§ **Opdracht**: Schrijf de regels over vanaf de regel met "Please place a point on the power" tot en met de regel met "column 199, row 413", zonder er iets aan te veranderen.

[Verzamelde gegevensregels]

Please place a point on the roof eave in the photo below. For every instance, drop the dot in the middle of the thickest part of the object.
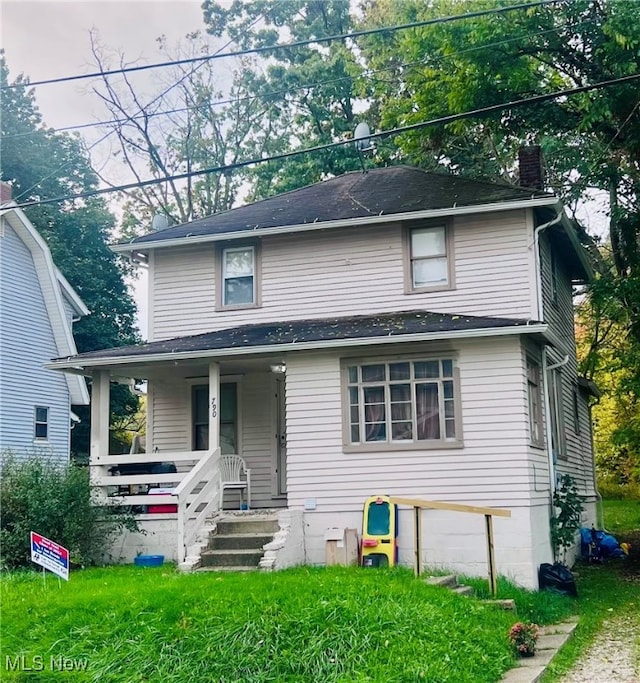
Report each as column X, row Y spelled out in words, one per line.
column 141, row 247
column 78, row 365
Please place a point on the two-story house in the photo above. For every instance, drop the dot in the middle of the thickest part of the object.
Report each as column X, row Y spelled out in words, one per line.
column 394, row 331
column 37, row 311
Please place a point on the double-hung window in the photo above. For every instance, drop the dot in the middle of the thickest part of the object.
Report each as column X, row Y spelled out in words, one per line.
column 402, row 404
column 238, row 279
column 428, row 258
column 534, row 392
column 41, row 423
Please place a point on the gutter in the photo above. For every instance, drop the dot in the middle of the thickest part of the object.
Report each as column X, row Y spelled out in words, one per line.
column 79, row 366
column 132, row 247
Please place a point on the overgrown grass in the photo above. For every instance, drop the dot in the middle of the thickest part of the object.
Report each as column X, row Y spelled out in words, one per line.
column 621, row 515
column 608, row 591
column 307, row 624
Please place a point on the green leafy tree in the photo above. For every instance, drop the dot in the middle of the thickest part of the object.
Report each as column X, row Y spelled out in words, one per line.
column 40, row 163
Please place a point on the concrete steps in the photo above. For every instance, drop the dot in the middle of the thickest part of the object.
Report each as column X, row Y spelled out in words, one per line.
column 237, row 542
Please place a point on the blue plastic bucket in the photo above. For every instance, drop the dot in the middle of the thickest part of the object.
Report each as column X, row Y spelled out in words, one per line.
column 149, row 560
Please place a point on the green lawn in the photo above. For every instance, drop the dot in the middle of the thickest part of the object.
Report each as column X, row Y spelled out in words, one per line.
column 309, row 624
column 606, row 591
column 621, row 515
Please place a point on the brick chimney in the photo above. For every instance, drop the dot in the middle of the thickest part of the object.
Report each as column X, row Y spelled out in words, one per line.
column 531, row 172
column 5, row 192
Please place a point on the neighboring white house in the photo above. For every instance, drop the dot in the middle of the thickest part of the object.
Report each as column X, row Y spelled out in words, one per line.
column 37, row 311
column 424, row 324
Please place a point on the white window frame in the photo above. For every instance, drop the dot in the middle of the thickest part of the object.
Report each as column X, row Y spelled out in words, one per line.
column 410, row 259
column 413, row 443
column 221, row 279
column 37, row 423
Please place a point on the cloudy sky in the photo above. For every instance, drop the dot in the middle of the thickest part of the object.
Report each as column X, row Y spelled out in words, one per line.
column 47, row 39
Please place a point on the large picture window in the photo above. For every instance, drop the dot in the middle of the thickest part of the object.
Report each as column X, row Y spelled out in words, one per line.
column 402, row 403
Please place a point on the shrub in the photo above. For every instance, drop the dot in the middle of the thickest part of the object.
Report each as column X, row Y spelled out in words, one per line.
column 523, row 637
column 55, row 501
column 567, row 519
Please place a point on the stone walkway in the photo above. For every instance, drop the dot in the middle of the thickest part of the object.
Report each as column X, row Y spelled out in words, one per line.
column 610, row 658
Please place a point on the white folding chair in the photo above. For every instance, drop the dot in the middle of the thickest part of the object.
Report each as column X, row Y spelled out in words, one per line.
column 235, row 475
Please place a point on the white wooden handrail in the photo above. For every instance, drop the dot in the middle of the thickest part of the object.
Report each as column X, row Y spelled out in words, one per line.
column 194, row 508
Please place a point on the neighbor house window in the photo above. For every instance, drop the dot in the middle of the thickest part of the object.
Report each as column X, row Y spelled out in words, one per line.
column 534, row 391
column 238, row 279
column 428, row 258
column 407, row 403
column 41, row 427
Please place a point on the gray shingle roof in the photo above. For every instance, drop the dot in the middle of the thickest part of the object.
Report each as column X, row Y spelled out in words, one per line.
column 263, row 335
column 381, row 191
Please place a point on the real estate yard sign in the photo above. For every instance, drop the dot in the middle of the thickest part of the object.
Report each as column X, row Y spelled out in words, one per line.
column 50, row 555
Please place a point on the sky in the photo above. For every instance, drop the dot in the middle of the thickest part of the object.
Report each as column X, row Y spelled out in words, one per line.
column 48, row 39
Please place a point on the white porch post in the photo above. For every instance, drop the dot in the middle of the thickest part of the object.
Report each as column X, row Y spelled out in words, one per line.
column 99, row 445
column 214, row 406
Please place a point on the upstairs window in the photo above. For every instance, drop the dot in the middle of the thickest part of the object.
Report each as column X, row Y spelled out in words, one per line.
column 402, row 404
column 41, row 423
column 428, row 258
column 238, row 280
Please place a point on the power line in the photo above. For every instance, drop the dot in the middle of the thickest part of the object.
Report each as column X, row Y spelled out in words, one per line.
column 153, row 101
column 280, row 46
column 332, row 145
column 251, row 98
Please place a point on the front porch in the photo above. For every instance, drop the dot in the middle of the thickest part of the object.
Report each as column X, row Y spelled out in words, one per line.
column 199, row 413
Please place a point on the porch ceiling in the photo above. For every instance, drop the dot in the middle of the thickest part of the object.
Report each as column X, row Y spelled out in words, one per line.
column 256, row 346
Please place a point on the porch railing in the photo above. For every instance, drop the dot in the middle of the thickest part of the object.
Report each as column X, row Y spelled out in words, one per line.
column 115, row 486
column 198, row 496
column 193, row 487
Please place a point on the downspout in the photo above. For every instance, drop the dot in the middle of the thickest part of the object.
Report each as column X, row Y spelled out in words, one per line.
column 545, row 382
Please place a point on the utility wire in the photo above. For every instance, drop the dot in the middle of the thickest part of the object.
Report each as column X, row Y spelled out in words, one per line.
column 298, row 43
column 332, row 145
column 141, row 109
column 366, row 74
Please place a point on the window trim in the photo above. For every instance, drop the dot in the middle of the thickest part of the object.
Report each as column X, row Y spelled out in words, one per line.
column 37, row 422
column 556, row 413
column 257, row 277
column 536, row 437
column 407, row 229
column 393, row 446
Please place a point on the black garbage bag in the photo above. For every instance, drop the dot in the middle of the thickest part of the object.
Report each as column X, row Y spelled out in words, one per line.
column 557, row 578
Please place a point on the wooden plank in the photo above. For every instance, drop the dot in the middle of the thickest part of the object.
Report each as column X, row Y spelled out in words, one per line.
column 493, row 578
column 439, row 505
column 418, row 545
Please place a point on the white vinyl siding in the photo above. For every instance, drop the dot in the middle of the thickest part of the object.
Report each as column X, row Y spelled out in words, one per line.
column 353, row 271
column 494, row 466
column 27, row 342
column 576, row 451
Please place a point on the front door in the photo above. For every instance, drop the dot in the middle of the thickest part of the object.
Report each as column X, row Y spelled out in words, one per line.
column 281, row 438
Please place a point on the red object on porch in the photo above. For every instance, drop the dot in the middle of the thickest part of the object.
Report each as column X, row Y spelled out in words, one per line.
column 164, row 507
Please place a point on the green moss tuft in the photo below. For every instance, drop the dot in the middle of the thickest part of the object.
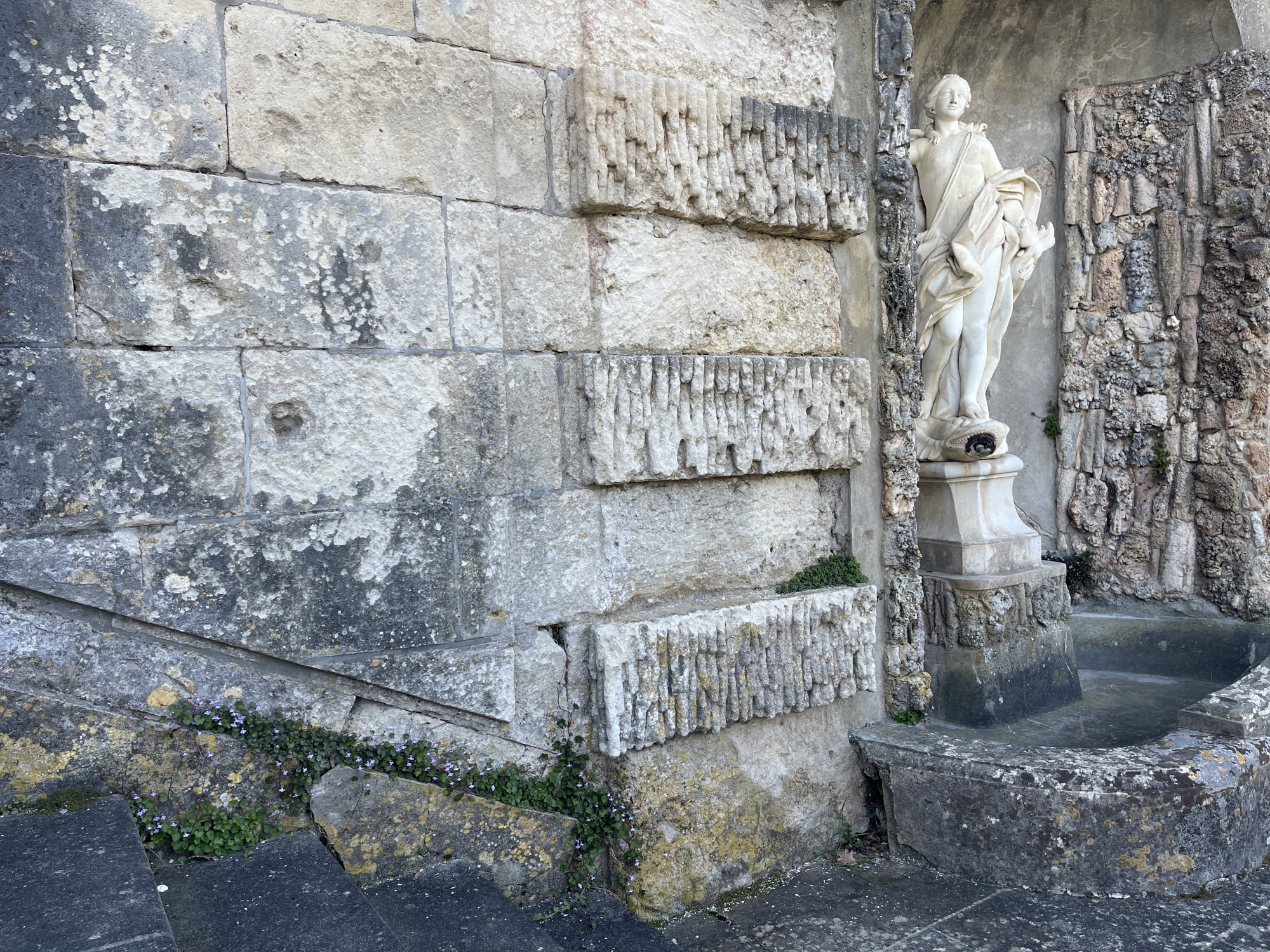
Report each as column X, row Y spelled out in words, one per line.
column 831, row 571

* * *

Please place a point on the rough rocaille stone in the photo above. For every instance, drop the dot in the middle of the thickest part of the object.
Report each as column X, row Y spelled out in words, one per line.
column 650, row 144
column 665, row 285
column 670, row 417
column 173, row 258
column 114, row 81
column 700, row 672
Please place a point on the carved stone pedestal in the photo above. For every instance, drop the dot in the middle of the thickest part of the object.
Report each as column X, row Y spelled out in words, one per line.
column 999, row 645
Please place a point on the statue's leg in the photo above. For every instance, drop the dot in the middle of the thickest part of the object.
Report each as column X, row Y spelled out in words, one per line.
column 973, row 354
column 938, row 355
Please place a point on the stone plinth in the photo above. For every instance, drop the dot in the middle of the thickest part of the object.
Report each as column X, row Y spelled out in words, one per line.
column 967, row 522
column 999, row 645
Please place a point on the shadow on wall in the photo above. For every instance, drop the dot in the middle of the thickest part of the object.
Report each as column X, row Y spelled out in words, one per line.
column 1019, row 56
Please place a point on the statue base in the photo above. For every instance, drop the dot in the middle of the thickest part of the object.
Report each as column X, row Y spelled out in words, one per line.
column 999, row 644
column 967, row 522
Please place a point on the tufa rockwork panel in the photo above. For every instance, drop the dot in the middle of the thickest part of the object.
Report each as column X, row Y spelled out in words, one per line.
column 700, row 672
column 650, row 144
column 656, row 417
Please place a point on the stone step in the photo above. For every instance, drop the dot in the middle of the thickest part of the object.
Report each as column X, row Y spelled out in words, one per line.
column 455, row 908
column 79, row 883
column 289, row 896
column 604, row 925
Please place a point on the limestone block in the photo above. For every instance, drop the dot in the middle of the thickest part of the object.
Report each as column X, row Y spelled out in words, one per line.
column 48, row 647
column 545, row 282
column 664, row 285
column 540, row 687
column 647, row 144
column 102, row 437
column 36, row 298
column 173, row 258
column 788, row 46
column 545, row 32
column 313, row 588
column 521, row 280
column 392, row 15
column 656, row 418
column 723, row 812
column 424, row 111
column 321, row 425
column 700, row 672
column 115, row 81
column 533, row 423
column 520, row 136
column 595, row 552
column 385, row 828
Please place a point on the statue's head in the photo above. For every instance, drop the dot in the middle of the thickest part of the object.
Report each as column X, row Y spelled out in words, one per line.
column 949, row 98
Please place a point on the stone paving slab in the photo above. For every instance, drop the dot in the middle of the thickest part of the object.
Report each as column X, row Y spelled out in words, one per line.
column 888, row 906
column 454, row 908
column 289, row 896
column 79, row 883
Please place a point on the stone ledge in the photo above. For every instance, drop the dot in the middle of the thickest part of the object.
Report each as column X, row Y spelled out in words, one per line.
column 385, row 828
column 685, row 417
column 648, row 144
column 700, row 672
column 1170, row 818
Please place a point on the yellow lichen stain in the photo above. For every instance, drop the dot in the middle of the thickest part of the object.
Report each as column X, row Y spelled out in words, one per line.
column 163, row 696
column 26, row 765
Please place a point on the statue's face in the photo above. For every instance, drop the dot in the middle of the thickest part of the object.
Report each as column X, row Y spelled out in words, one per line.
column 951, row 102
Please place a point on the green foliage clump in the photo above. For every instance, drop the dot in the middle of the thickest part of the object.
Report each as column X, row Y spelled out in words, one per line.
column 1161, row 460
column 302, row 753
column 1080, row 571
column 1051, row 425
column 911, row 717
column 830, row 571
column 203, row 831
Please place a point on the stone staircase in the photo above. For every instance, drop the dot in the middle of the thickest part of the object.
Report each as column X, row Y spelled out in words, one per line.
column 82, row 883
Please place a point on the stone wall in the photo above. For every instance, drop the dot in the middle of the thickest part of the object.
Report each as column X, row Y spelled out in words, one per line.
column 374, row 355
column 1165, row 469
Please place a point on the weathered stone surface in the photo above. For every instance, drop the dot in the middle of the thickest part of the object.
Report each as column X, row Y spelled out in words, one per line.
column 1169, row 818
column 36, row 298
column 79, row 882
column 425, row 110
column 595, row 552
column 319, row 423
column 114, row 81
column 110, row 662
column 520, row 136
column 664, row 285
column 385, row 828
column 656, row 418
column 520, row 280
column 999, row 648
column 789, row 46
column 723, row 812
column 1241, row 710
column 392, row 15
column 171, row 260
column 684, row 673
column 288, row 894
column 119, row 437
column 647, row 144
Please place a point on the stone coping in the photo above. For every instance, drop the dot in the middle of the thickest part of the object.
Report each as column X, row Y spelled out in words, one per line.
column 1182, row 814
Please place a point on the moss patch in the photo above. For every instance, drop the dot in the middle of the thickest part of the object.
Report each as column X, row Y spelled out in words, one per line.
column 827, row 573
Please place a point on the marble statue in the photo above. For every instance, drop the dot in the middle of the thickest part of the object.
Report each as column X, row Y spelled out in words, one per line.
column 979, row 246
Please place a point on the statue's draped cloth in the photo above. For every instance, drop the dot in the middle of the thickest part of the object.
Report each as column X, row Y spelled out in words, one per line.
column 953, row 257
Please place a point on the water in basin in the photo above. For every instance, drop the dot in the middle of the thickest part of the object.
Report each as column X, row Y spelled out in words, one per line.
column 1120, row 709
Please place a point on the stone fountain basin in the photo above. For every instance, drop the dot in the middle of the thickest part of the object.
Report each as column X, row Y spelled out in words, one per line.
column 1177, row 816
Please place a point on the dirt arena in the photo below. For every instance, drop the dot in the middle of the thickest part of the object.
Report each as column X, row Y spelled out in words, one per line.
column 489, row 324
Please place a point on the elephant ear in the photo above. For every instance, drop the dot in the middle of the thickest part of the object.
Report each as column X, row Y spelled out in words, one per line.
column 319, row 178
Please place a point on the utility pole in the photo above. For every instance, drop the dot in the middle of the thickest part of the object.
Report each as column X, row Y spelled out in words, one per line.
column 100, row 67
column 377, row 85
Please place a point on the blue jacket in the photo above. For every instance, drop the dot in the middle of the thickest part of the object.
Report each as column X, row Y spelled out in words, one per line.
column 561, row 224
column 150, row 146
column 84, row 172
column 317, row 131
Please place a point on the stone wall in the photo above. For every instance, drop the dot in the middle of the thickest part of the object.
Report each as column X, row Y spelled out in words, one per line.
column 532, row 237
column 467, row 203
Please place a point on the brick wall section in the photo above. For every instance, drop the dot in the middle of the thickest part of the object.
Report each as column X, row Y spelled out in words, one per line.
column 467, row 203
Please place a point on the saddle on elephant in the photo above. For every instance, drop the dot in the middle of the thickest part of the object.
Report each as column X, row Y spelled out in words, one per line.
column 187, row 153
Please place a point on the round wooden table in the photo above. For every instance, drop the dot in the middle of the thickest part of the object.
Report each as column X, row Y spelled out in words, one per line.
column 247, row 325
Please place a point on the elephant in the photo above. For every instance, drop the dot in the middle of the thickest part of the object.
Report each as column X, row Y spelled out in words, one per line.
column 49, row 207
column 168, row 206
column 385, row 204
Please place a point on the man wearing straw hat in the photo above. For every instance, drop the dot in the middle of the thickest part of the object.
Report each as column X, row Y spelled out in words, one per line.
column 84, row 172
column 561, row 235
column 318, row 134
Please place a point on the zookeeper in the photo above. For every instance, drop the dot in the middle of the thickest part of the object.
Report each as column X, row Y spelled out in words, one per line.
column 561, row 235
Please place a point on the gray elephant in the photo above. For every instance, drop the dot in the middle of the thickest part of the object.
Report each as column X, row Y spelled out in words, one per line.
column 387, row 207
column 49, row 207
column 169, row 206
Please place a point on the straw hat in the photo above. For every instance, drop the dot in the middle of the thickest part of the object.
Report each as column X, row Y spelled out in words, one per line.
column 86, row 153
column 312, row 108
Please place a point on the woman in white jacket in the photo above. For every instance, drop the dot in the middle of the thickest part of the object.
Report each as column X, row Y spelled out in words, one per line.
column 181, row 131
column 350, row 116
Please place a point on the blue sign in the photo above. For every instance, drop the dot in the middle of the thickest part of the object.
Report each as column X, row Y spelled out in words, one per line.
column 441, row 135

§ **Volledige uitvoer**:
Please place a point on the power line in the photo above. For every instance, drop the dot in the middle of the thickest part of the object.
Report each as column X, row Y spelled out in words, one per line.
column 153, row 101
column 280, row 46
column 332, row 145
column 251, row 98
Please place a point on the front porch in the photo above. For every instance, drop the dot in the middle of the thickest part of the object.
Report each as column X, row Y spelled out in words, one per line.
column 199, row 413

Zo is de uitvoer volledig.